Maskhadov sought to maintain Chechen sovereignty while pressing Moscow to help rebuild the republic, whose formal economy and infrastructure were virtually destroyed in Russia's war against Chechen independence from Moscow.

In May 1997, the Russia–Chechen Peace Treaty was signed by Maskhadov and Yeltsin. Russia continued to transfer funds for schools and hospitals in Chechnya and paid pensions to its residents. Some of this money was stolen by the Chechen authorities and divided between the warlords. Nearly half a million people (40% of Chechnya's prewar population) have been internally displaced and lived in refugee camps or overcrowded villages. The economy was destroyed. Two Russian brigades were stationed in Chechnya and did not leave. Maskhadov made efforts to rebuild the country and its devastated capital Grozny by trading oil in countries such as the United Kingdom.

Chechnya had been badly damaged by Russia's war against the newly formed republic's independence, and the economy was in shambles. According to Russian sources, Aslan Maskhadov tried to concentrate power in his hands to establish authority, but had trouble creating an effective state or a functioning economy. Maskhadov requested $260 billion in war reparations from Russia to rebuild infrastructure destroyed in heavy Russian fighting, an amount equivalent to 60% of the Russian GDP.

The war ravages and lack of economic opportunities left numbers of armed former guerrillas with no occupation. Machine guns and grenades were sold openly and legally in Grozny's central bazaar. The years of independence had some political violence as well. On 10 December 1998, Mansur Tagirov, Chechnya's top prosecutor, disappeared while returning to Grozny. On 21 June, the Chechen security chief and a guerrilla commander fatally shot each other in an argument. The internal violence in Chechnya peaked on 16 July 1998, when fighting broke out between Maskhadov's National Guard force led by Sulim Yamadayev (who joined pro-Moscow forces in the second war) and militants in the town of Gudermes; over 50 people were reported killed and the state of emergency was declared in Chechnya.

Maskhadov proved unable to guarantee the security of the oil pipeline running across Chechnya from the Caspian Sea, and illegal oil tapping and acts of sabotage deprived his regime of crucial revenues and agitated his allies in Moscow. In 1998 and 1999, Maskhadov survived several assassination attempts, which he blamed on foreign intelligence services. Russian sources maintain that the attacks were likely to originate from within Chechnya, despite the Kremlin's difficult negotiations with Maskhadov and difference of opinion regarding the Chechen conflict.

In December 1998, the Supreme Islamic court of Chechnya suspended the Chechen Parliament, asserting that it did not conform to the standards of sharia. After Vakha Arsanov, the Chechen Vice-President, defected to the opposition, Maskhadov abolished his post, leading to a power struggle. In February 1999 President Maskhadov removed legislative powers from the parliament and convened an Islamic State Council. At the same time several prominent former warlords established the Mehk-Shura, a rival Islamic government. The Shura advocated the creation of an Islamic confederation in the North Caucasus, including the Chechen, Dagestani and Ingush peoples.
____________________
Task goal - Rewrite everything in the passage on Chechnya under Maskhadov from "Maskhadov proved unable" down to "the Chechen conflict.", swapping "assassination attempts" for "attempts on his life". The lines after this point have nothing to do with the passage on Chechnya.
____________________
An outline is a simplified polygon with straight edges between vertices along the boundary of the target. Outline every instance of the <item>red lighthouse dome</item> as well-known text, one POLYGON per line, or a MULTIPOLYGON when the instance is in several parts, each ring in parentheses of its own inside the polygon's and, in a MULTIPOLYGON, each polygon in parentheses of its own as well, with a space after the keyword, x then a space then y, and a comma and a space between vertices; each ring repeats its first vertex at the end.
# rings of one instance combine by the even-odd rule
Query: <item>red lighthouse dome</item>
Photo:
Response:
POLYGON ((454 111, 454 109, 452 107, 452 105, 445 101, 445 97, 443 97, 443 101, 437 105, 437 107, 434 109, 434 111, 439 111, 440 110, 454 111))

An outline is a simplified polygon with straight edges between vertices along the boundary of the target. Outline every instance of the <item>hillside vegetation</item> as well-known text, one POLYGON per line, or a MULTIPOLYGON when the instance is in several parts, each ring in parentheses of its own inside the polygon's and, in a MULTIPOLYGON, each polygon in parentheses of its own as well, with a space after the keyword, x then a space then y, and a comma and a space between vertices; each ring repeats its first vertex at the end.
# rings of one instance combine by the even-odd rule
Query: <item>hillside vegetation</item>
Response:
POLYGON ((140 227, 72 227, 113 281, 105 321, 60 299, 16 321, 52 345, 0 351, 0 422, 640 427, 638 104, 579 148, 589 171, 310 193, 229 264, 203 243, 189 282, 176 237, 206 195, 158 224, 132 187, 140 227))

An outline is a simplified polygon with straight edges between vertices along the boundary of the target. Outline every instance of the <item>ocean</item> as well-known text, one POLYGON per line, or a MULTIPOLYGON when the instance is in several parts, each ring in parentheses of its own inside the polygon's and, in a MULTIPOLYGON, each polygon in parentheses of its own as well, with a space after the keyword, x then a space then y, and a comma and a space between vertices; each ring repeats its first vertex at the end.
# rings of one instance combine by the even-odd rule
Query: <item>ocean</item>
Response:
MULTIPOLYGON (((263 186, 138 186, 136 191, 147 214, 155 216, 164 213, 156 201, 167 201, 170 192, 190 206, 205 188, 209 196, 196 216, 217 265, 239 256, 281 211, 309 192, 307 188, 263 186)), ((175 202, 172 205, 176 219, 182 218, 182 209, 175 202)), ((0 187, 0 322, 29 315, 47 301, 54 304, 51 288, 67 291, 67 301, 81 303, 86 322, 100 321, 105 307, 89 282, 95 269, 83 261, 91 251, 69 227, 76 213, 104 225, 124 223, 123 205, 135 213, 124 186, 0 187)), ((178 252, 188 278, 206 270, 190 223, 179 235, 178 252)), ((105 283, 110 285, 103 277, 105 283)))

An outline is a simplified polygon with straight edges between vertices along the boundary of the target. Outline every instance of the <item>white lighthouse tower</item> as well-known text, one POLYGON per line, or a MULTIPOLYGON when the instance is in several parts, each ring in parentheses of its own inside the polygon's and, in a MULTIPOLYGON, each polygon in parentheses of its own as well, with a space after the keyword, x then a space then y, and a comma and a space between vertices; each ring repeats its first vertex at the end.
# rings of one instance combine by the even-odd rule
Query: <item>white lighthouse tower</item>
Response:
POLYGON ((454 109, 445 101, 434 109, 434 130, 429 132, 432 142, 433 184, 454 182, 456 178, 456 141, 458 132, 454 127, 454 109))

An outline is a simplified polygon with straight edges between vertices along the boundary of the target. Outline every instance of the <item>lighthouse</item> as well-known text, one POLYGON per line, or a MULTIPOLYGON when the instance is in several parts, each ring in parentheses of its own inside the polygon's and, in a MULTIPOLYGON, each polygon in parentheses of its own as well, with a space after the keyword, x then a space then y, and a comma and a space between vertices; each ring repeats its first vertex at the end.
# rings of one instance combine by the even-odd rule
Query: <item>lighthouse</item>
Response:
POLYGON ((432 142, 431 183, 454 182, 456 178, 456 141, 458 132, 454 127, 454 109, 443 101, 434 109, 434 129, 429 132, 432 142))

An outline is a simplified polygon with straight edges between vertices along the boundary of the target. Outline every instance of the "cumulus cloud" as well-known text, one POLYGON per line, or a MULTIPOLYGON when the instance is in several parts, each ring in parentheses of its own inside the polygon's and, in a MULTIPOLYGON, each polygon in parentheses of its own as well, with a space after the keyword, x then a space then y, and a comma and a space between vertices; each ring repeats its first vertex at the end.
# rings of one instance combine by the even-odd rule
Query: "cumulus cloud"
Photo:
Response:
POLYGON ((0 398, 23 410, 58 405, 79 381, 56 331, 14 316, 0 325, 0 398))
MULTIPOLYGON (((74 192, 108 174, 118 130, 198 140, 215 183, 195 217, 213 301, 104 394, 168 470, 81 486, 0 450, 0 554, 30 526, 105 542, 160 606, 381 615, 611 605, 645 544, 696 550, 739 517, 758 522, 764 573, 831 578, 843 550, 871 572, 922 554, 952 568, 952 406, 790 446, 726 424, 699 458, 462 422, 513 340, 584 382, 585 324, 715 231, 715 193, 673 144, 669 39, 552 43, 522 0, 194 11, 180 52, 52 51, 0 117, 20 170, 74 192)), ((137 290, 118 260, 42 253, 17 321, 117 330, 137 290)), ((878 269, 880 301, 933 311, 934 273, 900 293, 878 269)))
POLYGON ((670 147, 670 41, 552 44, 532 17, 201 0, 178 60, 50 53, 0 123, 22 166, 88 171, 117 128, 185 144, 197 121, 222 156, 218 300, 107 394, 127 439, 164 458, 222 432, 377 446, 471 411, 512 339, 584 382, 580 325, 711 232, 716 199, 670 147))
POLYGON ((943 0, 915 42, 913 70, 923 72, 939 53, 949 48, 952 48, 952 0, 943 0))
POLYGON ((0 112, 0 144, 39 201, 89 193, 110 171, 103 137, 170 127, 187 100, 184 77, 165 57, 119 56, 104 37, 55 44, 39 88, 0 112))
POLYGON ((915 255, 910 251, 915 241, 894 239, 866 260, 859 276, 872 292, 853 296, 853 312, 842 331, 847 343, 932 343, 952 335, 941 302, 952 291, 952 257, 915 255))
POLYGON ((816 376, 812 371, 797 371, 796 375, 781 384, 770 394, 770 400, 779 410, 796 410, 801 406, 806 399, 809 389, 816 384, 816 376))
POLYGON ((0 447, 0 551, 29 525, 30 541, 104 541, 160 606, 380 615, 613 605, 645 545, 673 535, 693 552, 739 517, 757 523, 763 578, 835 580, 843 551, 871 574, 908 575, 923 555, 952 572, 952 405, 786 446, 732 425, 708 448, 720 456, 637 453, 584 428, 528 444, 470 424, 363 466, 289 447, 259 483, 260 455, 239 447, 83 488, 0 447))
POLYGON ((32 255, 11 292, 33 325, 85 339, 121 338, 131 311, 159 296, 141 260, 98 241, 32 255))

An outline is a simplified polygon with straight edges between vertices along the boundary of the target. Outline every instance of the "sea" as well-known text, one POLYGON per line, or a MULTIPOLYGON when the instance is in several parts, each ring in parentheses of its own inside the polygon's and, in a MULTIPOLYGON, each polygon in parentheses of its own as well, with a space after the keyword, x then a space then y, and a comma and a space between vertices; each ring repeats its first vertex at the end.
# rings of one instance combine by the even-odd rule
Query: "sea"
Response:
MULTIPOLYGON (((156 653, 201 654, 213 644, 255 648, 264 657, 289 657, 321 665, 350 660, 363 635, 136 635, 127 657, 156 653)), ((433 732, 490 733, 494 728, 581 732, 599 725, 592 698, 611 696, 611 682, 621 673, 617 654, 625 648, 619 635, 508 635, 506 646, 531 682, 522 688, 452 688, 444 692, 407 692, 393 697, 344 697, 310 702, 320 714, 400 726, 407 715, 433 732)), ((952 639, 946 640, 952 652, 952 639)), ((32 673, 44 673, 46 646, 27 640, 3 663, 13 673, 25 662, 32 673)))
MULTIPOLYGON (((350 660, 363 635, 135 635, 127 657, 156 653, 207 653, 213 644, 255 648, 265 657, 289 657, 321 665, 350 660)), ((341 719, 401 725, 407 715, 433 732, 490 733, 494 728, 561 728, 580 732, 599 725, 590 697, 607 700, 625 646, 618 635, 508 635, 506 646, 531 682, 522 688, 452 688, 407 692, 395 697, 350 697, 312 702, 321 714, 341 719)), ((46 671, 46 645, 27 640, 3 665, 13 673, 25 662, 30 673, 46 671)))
____________________
Result for this exercise -
Maskhadov proved unable to guarantee the security of the oil pipeline running across Chechnya from the Caspian Sea, and illegal oil tapping and acts of sabotage deprived his regime of crucial revenues and agitated his allies in Moscow. In 1998 and 1999, Maskhadov survived several attempts on his life, which he blamed on foreign intelligence services. Russian sources maintain that the attacks were likely to originate from within Chechnya, despite the Kremlin's difficult negotiations with Maskhadov and difference of opinion regarding the Chechen conflict.